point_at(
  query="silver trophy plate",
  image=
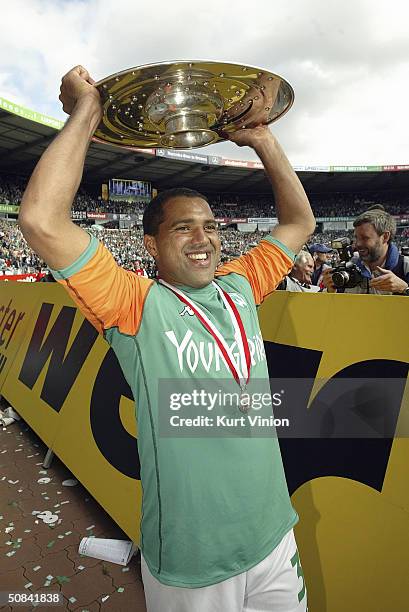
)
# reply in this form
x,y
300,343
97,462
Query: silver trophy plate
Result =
x,y
188,104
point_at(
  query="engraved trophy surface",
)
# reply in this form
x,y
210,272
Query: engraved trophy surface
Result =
x,y
188,104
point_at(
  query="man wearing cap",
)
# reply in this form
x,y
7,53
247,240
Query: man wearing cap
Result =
x,y
320,254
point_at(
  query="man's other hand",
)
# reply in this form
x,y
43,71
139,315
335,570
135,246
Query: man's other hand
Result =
x,y
327,281
388,281
250,137
75,85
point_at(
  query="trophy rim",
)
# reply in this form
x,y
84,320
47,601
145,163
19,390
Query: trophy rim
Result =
x,y
156,138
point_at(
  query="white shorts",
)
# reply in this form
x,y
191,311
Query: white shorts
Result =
============================================================
> Given exercise
Reproduce the material above word for word, leaving out the picture.

> Expected output
point_at(
  query="silver trophy plate",
  image=
)
# reply in this form
x,y
300,343
97,462
Query: silver trophy plate
Result =
x,y
188,104
point_at(
  query="engraved trophy surface",
)
# reply in this form
x,y
210,272
Query: engraved trophy surface
Result =
x,y
188,104
point_at(
  query="man wearing cap",
)
# reply in this form
x,y
7,53
247,240
Query: man wearing cap
Result =
x,y
320,254
point_at(
  query="man's other hand",
)
# reply in this form
x,y
43,71
139,315
335,570
135,246
Query: man's other hand
Result =
x,y
327,281
388,281
250,137
75,85
point_at(
  query="trophy rim",
)
# reply in this form
x,y
84,320
47,601
145,163
19,390
Query: trophy rim
Result =
x,y
156,138
point_at(
  query="white shorts",
)
# reply in this form
x,y
191,311
Query: white shorts
Result =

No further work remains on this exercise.